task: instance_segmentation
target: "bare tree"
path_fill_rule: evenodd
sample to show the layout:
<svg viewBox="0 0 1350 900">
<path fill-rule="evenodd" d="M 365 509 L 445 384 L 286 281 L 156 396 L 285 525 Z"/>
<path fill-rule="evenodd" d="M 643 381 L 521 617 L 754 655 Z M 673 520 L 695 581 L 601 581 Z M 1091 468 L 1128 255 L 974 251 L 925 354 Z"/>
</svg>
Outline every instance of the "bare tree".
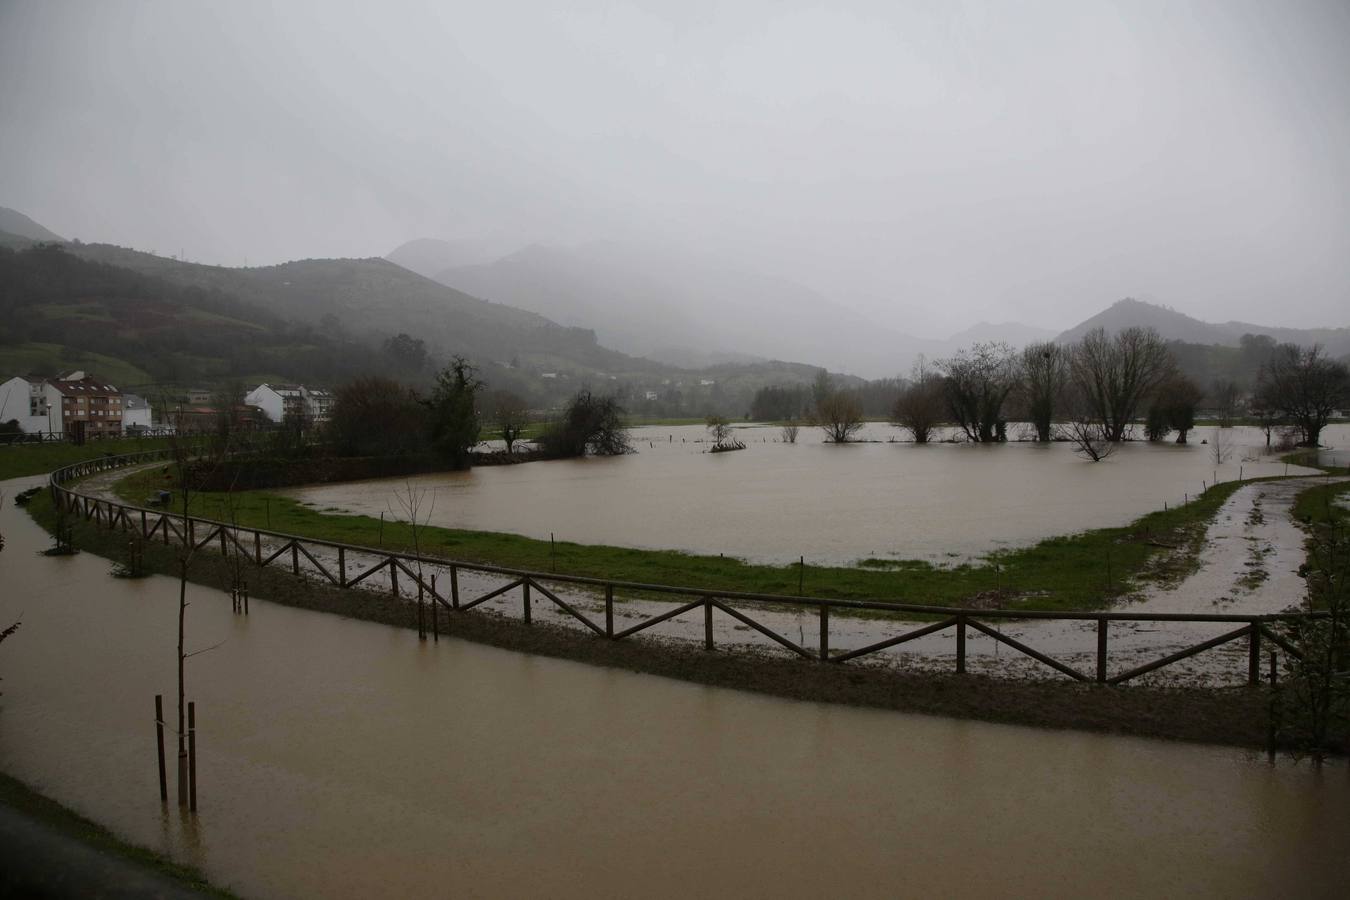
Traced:
<svg viewBox="0 0 1350 900">
<path fill-rule="evenodd" d="M 834 391 L 816 405 L 817 424 L 831 444 L 847 444 L 862 430 L 862 403 L 852 391 Z"/>
<path fill-rule="evenodd" d="M 1125 439 L 1139 406 L 1171 376 L 1176 363 L 1152 328 L 1125 328 L 1107 337 L 1101 328 L 1073 349 L 1073 380 L 1086 414 L 1107 441 Z"/>
<path fill-rule="evenodd" d="M 1003 404 L 1017 386 L 1018 359 L 1004 343 L 975 344 L 938 362 L 946 374 L 947 408 L 967 440 L 1007 440 Z"/>
<path fill-rule="evenodd" d="M 1350 371 L 1320 346 L 1282 344 L 1262 367 L 1257 393 L 1298 427 L 1302 446 L 1316 447 L 1332 413 L 1350 401 Z"/>
<path fill-rule="evenodd" d="M 511 453 L 530 423 L 529 409 L 524 398 L 511 391 L 493 391 L 488 399 L 492 405 L 492 423 L 501 432 L 506 452 Z"/>
<path fill-rule="evenodd" d="M 1228 462 L 1233 455 L 1233 446 L 1229 443 L 1228 435 L 1220 428 L 1214 432 L 1214 437 L 1209 442 L 1209 458 L 1214 460 L 1214 465 L 1221 466 Z"/>
<path fill-rule="evenodd" d="M 942 424 L 946 411 L 942 376 L 929 369 L 920 357 L 909 383 L 900 389 L 895 400 L 891 421 L 909 431 L 914 443 L 926 444 L 933 430 Z"/>
<path fill-rule="evenodd" d="M 1092 462 L 1101 462 L 1115 452 L 1118 442 L 1108 438 L 1106 426 L 1088 412 L 1088 401 L 1076 391 L 1068 395 L 1068 416 L 1056 428 L 1060 440 L 1073 445 L 1074 452 Z"/>
<path fill-rule="evenodd" d="M 1069 384 L 1069 351 L 1053 341 L 1028 344 L 1022 349 L 1022 403 L 1036 429 L 1036 440 L 1054 434 L 1055 412 L 1063 404 Z"/>
<path fill-rule="evenodd" d="M 783 436 L 783 442 L 785 444 L 797 443 L 797 432 L 799 430 L 800 426 L 797 424 L 797 420 L 788 419 L 787 422 L 783 424 L 783 428 L 781 431 L 781 434 Z"/>
<path fill-rule="evenodd" d="M 725 416 L 708 416 L 706 424 L 714 445 L 721 447 L 730 440 L 731 422 Z"/>
<path fill-rule="evenodd" d="M 1209 400 L 1218 414 L 1220 428 L 1232 428 L 1242 403 L 1242 387 L 1231 378 L 1216 378 L 1209 386 Z"/>
</svg>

• _Exercise instructions_
If pictures appear in the data, omit them and copy all other parts exactly.

• _Written answer_
task: instance_segmentation
target: "bare tree"
path_fill_rule: evenodd
sample to show the layout:
<svg viewBox="0 0 1350 900">
<path fill-rule="evenodd" d="M 365 509 L 445 384 L 286 281 L 156 396 L 285 525 Z"/>
<path fill-rule="evenodd" d="M 643 381 L 521 617 L 754 655 Z M 673 520 L 695 581 L 601 581 Z M 1091 468 L 1128 255 L 974 251 L 925 354 Z"/>
</svg>
Outline every instance of the "bare tree".
Traced:
<svg viewBox="0 0 1350 900">
<path fill-rule="evenodd" d="M 834 391 L 816 405 L 817 424 L 831 444 L 847 444 L 862 430 L 862 403 L 852 391 Z"/>
<path fill-rule="evenodd" d="M 1125 439 L 1139 406 L 1171 376 L 1176 363 L 1152 328 L 1125 328 L 1107 337 L 1101 328 L 1073 349 L 1073 380 L 1086 414 L 1107 441 Z"/>
<path fill-rule="evenodd" d="M 1003 404 L 1017 386 L 1018 359 L 1004 343 L 975 344 L 938 362 L 946 374 L 947 408 L 967 440 L 1007 440 Z"/>
<path fill-rule="evenodd" d="M 1350 371 L 1320 346 L 1282 344 L 1262 367 L 1257 393 L 1298 427 L 1302 446 L 1316 447 L 1332 413 L 1350 401 Z"/>
<path fill-rule="evenodd" d="M 511 453 L 530 423 L 529 409 L 524 398 L 511 391 L 493 391 L 488 399 L 492 405 L 492 423 L 501 432 L 506 452 Z"/>
<path fill-rule="evenodd" d="M 1228 462 L 1233 455 L 1233 446 L 1229 443 L 1228 435 L 1220 428 L 1214 432 L 1214 437 L 1209 442 L 1209 458 L 1214 460 L 1214 465 L 1221 466 Z"/>
<path fill-rule="evenodd" d="M 942 424 L 946 411 L 942 376 L 929 369 L 920 357 L 909 383 L 900 389 L 895 400 L 891 421 L 909 431 L 914 443 L 926 444 L 933 430 Z"/>
<path fill-rule="evenodd" d="M 1092 462 L 1101 462 L 1115 452 L 1118 442 L 1108 438 L 1106 426 L 1088 412 L 1088 401 L 1076 391 L 1068 395 L 1068 416 L 1056 428 L 1060 440 L 1073 445 L 1074 452 Z"/>
<path fill-rule="evenodd" d="M 1069 384 L 1069 351 L 1053 341 L 1028 344 L 1022 349 L 1022 403 L 1036 429 L 1036 440 L 1054 434 L 1055 412 L 1063 404 Z"/>
<path fill-rule="evenodd" d="M 783 436 L 783 442 L 785 444 L 797 443 L 797 432 L 799 430 L 800 426 L 797 424 L 797 420 L 788 419 L 787 422 L 783 424 L 783 428 L 781 431 L 781 434 Z"/>
<path fill-rule="evenodd" d="M 725 416 L 708 416 L 706 424 L 714 445 L 721 447 L 730 440 L 731 422 Z"/>
<path fill-rule="evenodd" d="M 1209 400 L 1218 414 L 1220 428 L 1232 428 L 1242 403 L 1242 387 L 1231 378 L 1216 378 L 1209 386 Z"/>
</svg>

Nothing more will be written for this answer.